── GIVEN ENTRIES ──
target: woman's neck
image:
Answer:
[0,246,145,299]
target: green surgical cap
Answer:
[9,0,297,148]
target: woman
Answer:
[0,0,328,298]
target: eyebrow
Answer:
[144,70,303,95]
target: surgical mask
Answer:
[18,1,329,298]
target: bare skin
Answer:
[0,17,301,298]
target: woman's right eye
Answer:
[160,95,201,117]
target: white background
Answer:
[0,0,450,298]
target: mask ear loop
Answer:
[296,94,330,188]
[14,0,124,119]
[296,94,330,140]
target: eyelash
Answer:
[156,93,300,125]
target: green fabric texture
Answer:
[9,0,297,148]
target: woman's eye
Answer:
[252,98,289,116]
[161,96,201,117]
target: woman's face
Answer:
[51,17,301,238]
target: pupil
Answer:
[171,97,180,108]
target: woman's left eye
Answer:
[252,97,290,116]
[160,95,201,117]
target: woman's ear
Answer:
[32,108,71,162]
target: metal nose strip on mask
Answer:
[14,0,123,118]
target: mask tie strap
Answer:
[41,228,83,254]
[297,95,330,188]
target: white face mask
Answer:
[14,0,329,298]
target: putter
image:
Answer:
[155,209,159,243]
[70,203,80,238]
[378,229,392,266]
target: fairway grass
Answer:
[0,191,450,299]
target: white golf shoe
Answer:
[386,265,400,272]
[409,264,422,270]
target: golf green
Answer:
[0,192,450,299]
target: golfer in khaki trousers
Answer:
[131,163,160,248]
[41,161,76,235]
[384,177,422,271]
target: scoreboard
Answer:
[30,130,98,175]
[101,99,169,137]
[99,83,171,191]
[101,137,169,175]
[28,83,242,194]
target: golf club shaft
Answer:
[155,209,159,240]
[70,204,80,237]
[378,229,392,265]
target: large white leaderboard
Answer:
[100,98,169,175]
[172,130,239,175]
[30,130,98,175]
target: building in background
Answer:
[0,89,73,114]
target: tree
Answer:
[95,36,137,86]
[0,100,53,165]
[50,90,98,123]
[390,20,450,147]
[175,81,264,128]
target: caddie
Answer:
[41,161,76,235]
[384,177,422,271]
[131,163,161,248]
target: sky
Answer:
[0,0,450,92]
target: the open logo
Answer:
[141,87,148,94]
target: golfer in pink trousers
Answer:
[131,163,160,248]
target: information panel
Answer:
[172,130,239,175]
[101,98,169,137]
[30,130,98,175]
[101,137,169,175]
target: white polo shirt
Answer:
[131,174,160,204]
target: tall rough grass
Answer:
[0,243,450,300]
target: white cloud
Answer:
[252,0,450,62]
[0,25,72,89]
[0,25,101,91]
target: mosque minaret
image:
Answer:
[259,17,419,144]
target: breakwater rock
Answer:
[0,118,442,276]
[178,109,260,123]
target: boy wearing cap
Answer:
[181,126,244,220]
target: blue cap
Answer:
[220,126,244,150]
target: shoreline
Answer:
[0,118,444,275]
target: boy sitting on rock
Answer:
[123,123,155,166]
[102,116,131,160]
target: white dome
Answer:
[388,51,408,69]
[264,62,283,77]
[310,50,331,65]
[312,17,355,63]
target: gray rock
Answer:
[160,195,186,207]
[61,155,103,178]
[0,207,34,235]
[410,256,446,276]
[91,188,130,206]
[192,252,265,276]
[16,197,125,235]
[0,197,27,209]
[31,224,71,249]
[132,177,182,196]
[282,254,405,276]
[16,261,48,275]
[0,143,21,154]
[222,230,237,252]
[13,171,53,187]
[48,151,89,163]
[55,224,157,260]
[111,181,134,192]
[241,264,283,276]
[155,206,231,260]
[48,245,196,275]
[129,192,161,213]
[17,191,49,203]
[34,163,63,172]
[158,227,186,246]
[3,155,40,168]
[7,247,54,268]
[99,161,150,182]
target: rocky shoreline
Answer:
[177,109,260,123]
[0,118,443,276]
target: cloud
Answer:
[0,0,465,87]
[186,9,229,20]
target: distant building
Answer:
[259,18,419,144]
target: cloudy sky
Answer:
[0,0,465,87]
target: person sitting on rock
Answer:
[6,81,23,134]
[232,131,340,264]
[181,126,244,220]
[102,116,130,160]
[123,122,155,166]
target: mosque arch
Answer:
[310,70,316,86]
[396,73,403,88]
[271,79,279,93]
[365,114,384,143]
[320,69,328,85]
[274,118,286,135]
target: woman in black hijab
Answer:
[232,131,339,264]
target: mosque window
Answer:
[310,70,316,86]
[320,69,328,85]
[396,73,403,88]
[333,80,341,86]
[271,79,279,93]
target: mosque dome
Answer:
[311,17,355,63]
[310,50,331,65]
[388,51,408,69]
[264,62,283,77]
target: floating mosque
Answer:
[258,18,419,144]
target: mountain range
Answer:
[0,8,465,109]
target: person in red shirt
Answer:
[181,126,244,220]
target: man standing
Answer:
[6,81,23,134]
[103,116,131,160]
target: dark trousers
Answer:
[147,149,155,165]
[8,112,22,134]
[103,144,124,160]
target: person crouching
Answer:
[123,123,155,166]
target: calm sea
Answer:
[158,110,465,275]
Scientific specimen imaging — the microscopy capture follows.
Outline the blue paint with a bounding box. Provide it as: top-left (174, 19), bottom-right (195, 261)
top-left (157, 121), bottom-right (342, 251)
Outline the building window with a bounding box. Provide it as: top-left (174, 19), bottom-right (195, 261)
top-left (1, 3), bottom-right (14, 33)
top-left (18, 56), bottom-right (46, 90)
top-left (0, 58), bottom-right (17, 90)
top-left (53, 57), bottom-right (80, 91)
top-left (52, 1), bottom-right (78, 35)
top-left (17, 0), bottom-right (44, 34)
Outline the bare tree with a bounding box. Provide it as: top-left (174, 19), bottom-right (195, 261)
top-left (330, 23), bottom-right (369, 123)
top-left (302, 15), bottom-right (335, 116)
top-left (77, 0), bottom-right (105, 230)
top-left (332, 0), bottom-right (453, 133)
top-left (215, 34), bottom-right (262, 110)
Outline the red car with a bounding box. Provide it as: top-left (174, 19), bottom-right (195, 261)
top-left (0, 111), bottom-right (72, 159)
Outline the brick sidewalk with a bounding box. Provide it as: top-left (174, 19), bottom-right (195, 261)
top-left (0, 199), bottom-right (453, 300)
───
Copy the rows word for word, beginning with the first row and stopping after the line that contains "[0,17,301,298]".

* EXPECTED ANSWER
target: woman's neck
image:
Answer:
[0,246,145,299]
target: green surgical cap
Answer:
[9,0,297,148]
target: woman
Answer:
[0,0,328,298]
target: eyebrow
Answer:
[144,70,303,95]
target: surgical mask
Answer:
[18,1,329,298]
target: bare skin
Answer:
[0,17,301,298]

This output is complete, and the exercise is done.